> **Exercise aim**
Every line below that holds the string "denim" should be copied.

[Data extracted from a collection]
Segment Open

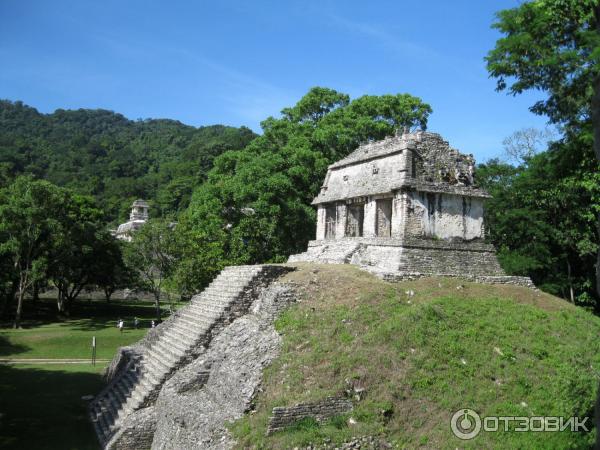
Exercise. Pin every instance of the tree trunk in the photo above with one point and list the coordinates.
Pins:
(60, 301)
(157, 305)
(21, 295)
(596, 127)
(36, 293)
(571, 291)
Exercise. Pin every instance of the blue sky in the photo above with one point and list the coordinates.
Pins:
(237, 62)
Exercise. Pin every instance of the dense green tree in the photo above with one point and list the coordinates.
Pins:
(150, 257)
(542, 216)
(100, 153)
(28, 220)
(81, 249)
(255, 205)
(553, 46)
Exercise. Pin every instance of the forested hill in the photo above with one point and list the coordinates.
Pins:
(115, 159)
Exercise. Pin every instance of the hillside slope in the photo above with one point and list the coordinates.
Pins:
(115, 159)
(499, 350)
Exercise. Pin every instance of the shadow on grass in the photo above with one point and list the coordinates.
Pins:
(9, 348)
(42, 408)
(89, 315)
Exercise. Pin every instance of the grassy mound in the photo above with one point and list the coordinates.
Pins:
(499, 350)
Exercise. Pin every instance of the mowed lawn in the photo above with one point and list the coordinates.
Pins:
(40, 404)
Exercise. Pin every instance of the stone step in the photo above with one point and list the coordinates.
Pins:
(165, 356)
(170, 344)
(225, 286)
(209, 309)
(178, 337)
(156, 376)
(215, 298)
(193, 326)
(192, 330)
(201, 315)
(160, 366)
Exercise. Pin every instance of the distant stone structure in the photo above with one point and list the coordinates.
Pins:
(137, 218)
(404, 206)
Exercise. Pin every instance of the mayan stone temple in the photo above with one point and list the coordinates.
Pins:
(402, 207)
(137, 218)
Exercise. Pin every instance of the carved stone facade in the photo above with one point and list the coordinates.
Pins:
(137, 218)
(406, 205)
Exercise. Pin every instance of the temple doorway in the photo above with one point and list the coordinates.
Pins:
(383, 224)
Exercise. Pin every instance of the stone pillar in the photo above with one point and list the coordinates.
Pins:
(320, 222)
(340, 226)
(406, 167)
(398, 214)
(370, 217)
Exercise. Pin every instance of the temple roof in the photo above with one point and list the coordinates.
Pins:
(376, 149)
(377, 168)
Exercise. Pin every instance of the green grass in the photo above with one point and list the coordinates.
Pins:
(500, 350)
(40, 405)
(45, 335)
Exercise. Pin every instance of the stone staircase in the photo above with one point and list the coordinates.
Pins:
(181, 339)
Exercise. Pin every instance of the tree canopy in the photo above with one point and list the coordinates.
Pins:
(103, 154)
(554, 46)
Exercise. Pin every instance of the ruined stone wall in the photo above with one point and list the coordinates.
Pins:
(440, 163)
(366, 178)
(444, 216)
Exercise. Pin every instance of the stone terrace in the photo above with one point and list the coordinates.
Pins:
(144, 369)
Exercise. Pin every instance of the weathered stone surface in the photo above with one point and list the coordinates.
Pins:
(137, 432)
(234, 361)
(283, 416)
(421, 212)
(139, 372)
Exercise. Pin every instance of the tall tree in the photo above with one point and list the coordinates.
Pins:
(80, 249)
(553, 46)
(150, 257)
(255, 205)
(28, 220)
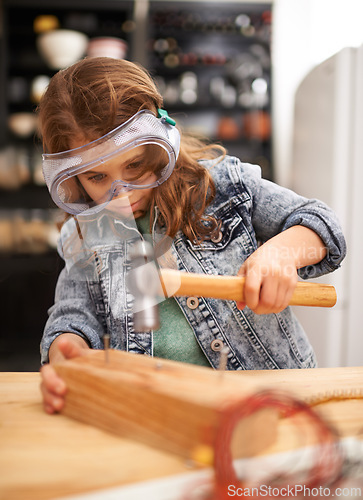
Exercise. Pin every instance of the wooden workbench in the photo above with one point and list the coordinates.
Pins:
(45, 457)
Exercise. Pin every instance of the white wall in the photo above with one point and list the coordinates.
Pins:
(305, 32)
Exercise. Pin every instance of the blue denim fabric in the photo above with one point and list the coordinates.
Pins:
(252, 210)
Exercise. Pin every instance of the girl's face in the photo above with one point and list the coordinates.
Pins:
(133, 166)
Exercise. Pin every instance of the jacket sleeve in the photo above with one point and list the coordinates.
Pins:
(275, 209)
(73, 312)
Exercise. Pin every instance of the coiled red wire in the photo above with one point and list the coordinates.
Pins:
(326, 468)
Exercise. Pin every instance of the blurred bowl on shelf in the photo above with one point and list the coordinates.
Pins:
(107, 47)
(43, 23)
(61, 48)
(22, 124)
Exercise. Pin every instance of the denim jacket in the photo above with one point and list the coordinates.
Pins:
(251, 210)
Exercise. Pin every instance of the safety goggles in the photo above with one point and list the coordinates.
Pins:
(139, 154)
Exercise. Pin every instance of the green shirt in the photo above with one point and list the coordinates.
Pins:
(175, 338)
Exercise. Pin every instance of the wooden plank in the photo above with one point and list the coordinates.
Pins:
(173, 406)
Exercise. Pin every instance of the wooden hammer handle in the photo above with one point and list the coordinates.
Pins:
(232, 288)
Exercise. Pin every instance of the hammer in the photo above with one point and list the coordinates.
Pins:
(143, 281)
(232, 288)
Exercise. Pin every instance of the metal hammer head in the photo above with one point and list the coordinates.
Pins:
(143, 282)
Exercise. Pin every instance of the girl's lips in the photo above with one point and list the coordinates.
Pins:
(121, 206)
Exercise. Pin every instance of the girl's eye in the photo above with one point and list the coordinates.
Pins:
(133, 166)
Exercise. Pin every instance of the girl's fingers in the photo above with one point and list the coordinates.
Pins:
(69, 349)
(53, 389)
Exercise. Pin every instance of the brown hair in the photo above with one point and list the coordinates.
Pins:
(94, 96)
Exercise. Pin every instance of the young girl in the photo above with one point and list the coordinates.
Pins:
(112, 152)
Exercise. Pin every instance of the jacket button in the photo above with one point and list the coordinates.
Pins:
(192, 302)
(216, 238)
(216, 345)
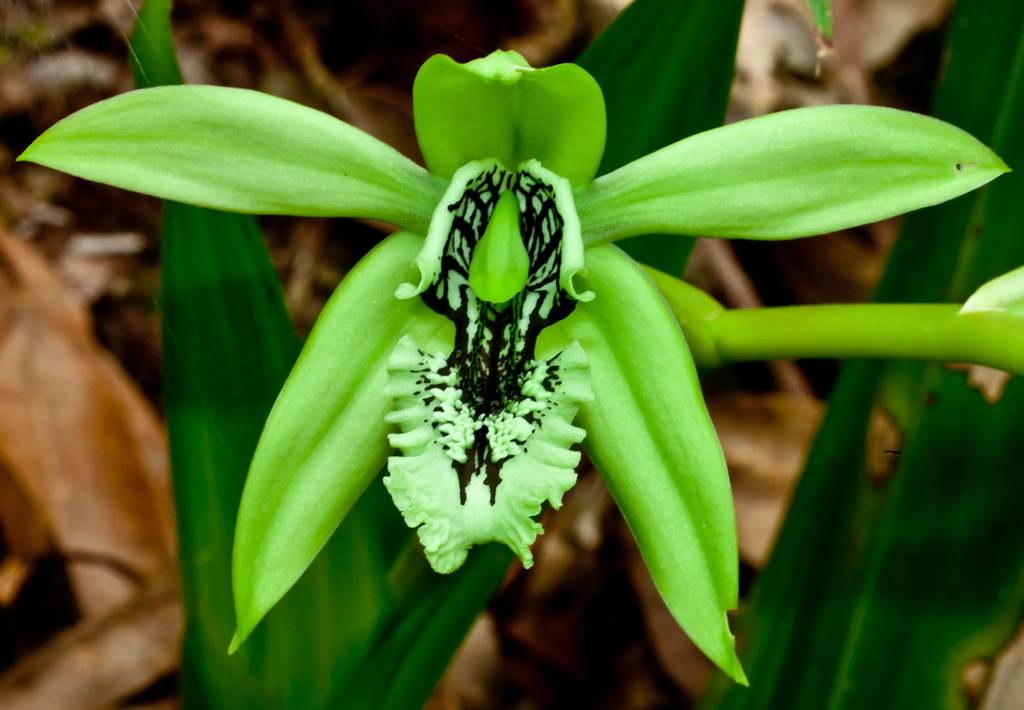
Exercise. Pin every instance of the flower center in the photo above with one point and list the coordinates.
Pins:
(486, 430)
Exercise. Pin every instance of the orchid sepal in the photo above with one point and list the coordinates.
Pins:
(326, 437)
(501, 108)
(649, 433)
(239, 151)
(795, 173)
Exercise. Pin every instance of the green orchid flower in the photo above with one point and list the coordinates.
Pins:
(501, 327)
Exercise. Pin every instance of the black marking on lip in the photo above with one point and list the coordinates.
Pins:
(492, 349)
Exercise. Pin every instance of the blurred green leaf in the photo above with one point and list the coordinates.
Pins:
(795, 173)
(415, 652)
(666, 68)
(882, 588)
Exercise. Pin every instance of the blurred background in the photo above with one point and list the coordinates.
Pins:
(88, 599)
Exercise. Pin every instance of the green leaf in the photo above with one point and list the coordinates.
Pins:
(500, 108)
(403, 667)
(795, 173)
(650, 435)
(821, 10)
(326, 437)
(239, 151)
(666, 68)
(883, 590)
(151, 48)
(1005, 294)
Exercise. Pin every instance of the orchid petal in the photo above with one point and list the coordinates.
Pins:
(326, 437)
(794, 173)
(239, 151)
(500, 108)
(649, 434)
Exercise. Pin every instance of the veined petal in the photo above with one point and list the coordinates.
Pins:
(499, 107)
(240, 151)
(650, 435)
(795, 173)
(327, 437)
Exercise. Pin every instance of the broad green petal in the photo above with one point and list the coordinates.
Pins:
(500, 108)
(795, 173)
(326, 437)
(239, 151)
(1005, 293)
(650, 435)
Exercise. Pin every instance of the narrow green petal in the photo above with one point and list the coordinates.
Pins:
(326, 437)
(795, 173)
(1005, 293)
(500, 108)
(650, 435)
(239, 151)
(500, 265)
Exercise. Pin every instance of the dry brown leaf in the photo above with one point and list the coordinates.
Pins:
(100, 661)
(83, 461)
(765, 437)
(1006, 683)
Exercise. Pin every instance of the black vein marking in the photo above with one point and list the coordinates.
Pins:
(495, 343)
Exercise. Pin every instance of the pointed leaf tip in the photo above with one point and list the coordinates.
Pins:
(239, 151)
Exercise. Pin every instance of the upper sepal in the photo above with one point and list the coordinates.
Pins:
(499, 107)
(326, 437)
(1005, 293)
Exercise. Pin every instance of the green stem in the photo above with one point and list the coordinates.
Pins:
(889, 331)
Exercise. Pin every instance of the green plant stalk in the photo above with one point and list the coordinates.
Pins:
(885, 331)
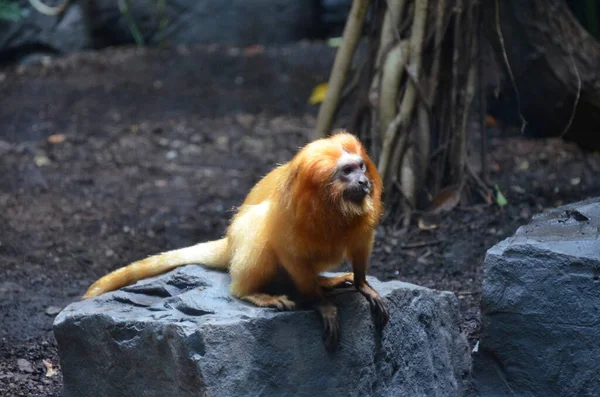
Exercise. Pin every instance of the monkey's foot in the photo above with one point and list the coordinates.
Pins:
(280, 302)
(378, 306)
(331, 326)
(337, 281)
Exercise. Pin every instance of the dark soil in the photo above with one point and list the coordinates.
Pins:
(161, 144)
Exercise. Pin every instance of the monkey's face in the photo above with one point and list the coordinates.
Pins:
(351, 171)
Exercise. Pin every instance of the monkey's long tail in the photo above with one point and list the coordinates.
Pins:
(210, 254)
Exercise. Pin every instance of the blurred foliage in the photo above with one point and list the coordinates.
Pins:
(588, 14)
(10, 11)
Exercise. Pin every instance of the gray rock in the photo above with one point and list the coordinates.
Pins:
(182, 334)
(39, 33)
(541, 308)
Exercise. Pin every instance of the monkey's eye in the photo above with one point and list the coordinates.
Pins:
(347, 170)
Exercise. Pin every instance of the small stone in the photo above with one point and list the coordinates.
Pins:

Segment Closed

> **Solution to this task**
Exercise. Pin every instance of the blue denim fabric in the photo above with one point and list the coordinates.
Exercise. Pin every instance of the denim jacket in the photo above with one point and list the coordinates.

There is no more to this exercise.